**Short task**:
In the article on zombies, copy everything from "In the past" down to "the Zombie War." and replace "trailer" with "teaser".

**Document text**:
Everybody's shuffling: Rise of zombies in modern life
- Published
The living dead, a long-time staple of horror films, are increasingly becoming food for thought for academics and economists. Zombies have been lurching from the entertainment business into the worlds of mathematics, science and finance. Why have zombies taken over?
The word "zombie" has its origins in the distant past.
According to Prof Adam Chodorow, author of Death and Taxes and Zombies, it appears to have its roots in Haitian voodoo.
The Oxford Dictionary says the word "zombie" emerged in the 19th Century from an African word, "zumbi", which means fetish.
Whatever its inspiration, fascination with the foot dragging, groaning undead is very much alive and kicking.
The entertainment industry has for decades been the main driver behind the popularity of zombies.
In the past few weeks, the first trailer for World War Z was released.
With action scenes shot in Glasgow's George Square and starring Brad Pitt, it has been adapted from Max Brooks' 2006 book World War Z: An Oral History of the Zombie War.

**Collected material**:
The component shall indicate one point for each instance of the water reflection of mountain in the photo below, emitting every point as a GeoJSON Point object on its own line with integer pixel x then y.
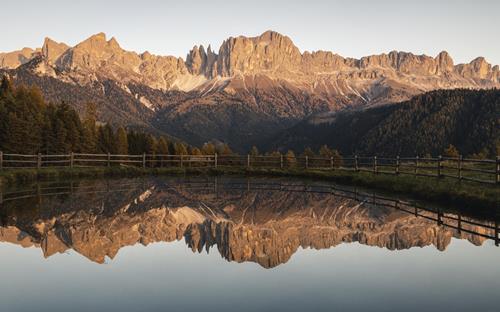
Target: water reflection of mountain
{"type": "Point", "coordinates": [244, 221]}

**Finished answer**:
In the past few weeks, the first teaser for World War Z was released.
With action scenes shot in Glasgow's George Square and starring Brad Pitt, it has been adapted from Max Brooks' 2006 book World War Z: An Oral History of the Zombie War.